Things to do:
• a. Render the following sentence from the passage on Wildcat Creek into Spanish: "The creek empties into the Siuslaw River at Austa on Oregon Route 126."
• b. Extend the passage on Wildcat Creek, picking up after its final sentence.

Physical characteristics
- Source: south of Vaughn
- • coordinates: 43°59′26″N 123°25′37″W﻿ / ﻿43.99056°N 123.42694°W
- • elevation: 1,098 ft (335 m)
- Mouth: Siuslaw River
- • location: Austa
- • coordinates: 44°00′12″N 123°39′17″W﻿ / ﻿44.00333°N 123.65472°W
- • elevation: 292 ft (89 m)
- Length: 16 mi (26 km)
- Basin size: 54.5 sq mi (141 km^{2})

= Wildcat Creek (Siuslaw River tributary) =

Wildcat Creek is a 16 mi creek in Lane County, Oregon, United States within the Siuslaw National Forest. The creek empties into the Siuslaw River at Austa on Oregon Route 126.

In the 19th century, the stream was named Walton Creek after Joshua J. Walton, a lawyer, Lane County judge, and member of the University of Oregon's board of regents. In the 20th century, the name was changed to Wildcat Creek.

(Entries from a pointing dataset)
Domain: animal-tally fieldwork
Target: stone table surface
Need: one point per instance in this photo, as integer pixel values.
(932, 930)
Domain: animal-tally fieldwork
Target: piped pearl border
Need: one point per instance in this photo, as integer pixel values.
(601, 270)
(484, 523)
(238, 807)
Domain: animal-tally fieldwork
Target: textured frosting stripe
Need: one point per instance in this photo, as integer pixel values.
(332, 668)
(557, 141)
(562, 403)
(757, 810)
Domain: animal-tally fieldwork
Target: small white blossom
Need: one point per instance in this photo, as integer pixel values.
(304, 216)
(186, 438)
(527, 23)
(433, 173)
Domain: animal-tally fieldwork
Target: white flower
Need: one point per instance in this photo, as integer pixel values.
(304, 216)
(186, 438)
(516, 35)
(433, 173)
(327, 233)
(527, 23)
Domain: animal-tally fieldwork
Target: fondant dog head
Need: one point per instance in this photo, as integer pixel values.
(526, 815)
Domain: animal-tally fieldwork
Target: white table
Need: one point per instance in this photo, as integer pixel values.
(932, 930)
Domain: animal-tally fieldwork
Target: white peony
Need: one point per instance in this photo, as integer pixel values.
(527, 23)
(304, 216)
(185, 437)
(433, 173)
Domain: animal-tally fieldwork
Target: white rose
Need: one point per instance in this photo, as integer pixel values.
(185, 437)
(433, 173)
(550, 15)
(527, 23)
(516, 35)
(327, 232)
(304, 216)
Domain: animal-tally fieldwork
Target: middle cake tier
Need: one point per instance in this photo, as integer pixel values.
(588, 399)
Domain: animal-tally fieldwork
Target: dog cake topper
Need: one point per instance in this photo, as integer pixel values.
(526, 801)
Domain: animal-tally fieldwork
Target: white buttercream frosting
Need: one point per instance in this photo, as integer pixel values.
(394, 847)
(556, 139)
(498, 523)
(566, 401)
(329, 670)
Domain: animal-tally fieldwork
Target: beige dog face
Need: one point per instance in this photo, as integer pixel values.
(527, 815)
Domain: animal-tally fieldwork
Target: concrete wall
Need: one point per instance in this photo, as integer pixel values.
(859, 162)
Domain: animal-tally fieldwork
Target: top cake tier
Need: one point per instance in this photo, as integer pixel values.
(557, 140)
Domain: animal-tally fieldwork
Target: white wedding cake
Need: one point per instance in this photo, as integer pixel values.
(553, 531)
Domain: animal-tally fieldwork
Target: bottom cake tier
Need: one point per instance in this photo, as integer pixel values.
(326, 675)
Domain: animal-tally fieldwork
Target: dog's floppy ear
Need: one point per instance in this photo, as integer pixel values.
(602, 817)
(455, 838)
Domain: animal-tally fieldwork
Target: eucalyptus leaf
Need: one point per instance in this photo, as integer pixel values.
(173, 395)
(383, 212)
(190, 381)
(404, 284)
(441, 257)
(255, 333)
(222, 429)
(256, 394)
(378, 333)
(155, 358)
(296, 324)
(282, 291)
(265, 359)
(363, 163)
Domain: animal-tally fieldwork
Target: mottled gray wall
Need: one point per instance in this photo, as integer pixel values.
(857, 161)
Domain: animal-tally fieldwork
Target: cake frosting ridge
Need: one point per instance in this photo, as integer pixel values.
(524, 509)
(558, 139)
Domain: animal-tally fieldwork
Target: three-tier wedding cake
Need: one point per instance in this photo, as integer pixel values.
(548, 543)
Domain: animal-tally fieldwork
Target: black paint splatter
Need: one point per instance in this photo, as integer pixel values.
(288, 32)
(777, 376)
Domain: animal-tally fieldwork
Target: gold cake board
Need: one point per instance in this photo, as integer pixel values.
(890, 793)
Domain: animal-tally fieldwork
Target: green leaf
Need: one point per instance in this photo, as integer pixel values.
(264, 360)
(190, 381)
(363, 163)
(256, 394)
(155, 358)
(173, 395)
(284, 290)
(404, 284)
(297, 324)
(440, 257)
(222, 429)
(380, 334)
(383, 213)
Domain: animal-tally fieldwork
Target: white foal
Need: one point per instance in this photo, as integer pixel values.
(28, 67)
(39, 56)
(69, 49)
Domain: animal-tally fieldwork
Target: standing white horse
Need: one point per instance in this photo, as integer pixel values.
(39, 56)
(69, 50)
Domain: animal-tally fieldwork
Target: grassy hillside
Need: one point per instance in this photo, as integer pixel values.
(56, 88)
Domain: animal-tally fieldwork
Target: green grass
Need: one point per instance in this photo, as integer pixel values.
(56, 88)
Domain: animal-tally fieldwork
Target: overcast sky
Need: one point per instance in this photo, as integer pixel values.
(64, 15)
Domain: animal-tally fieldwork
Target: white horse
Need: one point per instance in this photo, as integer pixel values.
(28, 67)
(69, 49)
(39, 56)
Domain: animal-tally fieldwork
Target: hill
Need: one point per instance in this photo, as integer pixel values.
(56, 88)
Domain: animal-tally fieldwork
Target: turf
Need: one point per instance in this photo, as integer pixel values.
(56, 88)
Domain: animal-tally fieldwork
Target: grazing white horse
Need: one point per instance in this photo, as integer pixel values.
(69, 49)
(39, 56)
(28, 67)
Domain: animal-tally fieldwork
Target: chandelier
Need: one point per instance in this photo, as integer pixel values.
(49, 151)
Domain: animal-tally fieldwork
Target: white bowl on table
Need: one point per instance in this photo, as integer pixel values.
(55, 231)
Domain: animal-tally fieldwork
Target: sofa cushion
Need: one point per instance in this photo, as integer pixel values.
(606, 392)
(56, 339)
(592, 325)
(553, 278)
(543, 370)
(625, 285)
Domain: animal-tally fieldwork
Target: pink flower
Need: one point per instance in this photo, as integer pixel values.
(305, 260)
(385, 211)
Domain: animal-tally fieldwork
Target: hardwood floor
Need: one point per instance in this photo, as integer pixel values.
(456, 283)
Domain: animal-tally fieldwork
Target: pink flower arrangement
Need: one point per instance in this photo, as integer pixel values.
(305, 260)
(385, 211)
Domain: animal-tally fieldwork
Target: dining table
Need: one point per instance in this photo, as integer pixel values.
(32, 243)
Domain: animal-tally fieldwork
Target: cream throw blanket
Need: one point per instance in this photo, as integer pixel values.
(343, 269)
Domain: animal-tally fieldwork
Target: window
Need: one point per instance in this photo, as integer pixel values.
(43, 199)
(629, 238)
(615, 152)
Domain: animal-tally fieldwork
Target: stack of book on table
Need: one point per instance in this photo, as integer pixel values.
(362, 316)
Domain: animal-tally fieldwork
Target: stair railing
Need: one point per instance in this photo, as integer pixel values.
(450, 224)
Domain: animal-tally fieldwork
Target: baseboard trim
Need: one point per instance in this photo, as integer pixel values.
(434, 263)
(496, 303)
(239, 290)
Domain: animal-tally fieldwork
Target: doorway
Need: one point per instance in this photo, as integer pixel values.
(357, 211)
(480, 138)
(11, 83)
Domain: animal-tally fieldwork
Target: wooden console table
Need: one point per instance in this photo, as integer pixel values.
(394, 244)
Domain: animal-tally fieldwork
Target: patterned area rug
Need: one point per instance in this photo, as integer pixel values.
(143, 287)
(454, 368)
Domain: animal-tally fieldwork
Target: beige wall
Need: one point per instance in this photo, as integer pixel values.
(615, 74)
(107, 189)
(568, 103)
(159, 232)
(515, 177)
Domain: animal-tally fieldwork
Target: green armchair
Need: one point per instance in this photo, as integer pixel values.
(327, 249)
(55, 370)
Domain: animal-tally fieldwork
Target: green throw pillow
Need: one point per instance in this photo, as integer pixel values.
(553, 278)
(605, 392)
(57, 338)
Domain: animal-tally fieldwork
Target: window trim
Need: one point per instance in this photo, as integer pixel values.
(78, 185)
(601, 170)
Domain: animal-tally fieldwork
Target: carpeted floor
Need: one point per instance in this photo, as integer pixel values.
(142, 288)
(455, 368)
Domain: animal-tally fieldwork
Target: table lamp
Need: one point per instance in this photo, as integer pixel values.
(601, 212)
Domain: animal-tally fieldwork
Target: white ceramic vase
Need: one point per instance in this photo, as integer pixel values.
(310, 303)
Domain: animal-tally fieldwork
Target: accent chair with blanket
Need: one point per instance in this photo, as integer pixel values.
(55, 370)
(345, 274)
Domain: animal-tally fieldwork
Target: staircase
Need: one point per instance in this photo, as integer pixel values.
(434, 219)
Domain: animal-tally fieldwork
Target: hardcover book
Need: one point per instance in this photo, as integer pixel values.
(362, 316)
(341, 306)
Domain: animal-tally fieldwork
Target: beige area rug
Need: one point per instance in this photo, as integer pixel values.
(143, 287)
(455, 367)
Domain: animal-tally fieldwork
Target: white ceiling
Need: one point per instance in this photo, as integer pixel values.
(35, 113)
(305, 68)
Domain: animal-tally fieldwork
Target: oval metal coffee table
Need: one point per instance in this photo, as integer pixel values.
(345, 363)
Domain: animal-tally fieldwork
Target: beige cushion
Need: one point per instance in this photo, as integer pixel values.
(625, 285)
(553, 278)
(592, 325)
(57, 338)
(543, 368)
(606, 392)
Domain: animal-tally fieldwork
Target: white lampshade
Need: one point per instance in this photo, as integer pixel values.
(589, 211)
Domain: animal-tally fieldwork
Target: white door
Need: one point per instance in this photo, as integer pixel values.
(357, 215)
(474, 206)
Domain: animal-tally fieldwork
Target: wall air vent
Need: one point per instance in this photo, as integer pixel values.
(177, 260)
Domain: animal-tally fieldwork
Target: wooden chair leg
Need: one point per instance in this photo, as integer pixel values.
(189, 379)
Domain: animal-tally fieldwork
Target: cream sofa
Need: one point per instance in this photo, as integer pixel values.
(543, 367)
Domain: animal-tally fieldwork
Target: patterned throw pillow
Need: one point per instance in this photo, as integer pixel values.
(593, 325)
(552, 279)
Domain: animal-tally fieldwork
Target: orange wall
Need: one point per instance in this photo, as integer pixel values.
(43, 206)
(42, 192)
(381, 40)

Answers for the exercise:
• a. El arroyo desemboca en el río Siuslaw en Austa, sobre la Ruta 126 de Oregón.

• b.
==Course==
From its source, the creek flows west, then north to near Penn Road, where it receives Warden Creek from the right. Turning west again, the creek receives Salt Creek from the right and Bulmer Creek from the left before reaching the unincorporated community of Penn. Penn Road parallels the creek along this stretch to slightly beyond Penn, where the smaller road intersects Route 126. Near this intersection, Fish Creek enters from the right at about river mile (RM) 10 or river kilometer (RK) 16. Flowing west parallel to the highway, which is on its right, Wildcat Creek passes Walton, where it receives Chickahominy Creek from the right.

Downstream of Walton, Wildcat Creek turns south. Walker, Kirk, and Schultz creeks enter from the right, and then Pataha Creek enters from the left at the unincorporated community of Globe. The creek turns west again and passes under Highway 126 before reaching Austa. At Austa, the creek passes under Wildcat Creek Bridge, which carries a county road, and enters the Siuslaw River about 45 mi from its mouth on the Pacific Ocean.